Document excerpt:
################
English Are Driven from France
"English Are Driven from France" refers to a significant historical period marked by the conflict between England and France, primarily during the Hundred Years' War (1337-1453). Following the Norman Conquest of England in 1066, English monarchs held vast territories in France, which gradually diminished due to territorial losses. The Hundred Years' War was characterized by a series of English invasions aimed at reclaiming lost lands and asserting claims to the French throne through familial ties.
Despite early English victories due to superior longbow tactics, the war's course shifted with the rise of French nationalism, exemplified by figures like Joan of Arc, who inspired French resistance and played a crucial role in liberating French territories from English control. The French military evolved, adopting more effective strategies and artillery, ultimately leading to significant victories that expelled the English from most of France, leaving only Calais in English hands by the end of the conflict. This period marked a turning point in European history, culminating in the establishment of a unified French identity and military strength, while also setting the stage for future internal strife in England, particularly the Wars of the Roses.
################
Data rows:

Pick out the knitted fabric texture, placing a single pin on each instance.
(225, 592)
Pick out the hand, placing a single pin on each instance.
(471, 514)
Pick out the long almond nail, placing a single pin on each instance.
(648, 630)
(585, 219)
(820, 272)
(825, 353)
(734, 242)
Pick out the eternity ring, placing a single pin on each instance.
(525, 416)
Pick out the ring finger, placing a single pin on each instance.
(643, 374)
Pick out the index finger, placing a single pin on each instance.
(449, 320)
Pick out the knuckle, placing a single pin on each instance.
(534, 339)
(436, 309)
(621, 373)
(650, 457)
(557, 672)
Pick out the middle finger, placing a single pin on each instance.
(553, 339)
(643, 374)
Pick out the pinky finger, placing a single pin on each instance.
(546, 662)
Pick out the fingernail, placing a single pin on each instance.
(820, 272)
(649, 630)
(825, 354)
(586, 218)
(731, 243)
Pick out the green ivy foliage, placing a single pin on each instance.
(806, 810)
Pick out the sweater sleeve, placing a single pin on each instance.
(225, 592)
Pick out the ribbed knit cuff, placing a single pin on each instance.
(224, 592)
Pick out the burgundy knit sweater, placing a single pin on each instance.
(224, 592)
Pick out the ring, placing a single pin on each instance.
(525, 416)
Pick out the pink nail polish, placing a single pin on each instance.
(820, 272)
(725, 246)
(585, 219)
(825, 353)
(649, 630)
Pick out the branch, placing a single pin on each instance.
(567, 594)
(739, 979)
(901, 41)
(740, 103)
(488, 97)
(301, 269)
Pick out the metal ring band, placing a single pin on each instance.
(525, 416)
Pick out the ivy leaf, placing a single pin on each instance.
################
Exercise description: Please quote, word for word, the stretch of the passage on the English being driven from France from "Despite early English" through "of the Roses.".

Exercise answer:
Despite early English victories due to superior longbow tactics, the war's course shifted with the rise of French nationalism, exemplified by figures like Joan of Arc, who inspired French resistance and played a crucial role in liberating French territories from English control. The French military evolved, adopting more effective strategies and artillery, ultimately leading to significant victories that expelled the English from most of France, leaving only Calais in English hands by the end of the conflict. This period marked a turning point in European history, culminating in the establishment of a unified French identity and military strength, while also setting the stage for future internal strife in England, particularly the Wars of the Roses.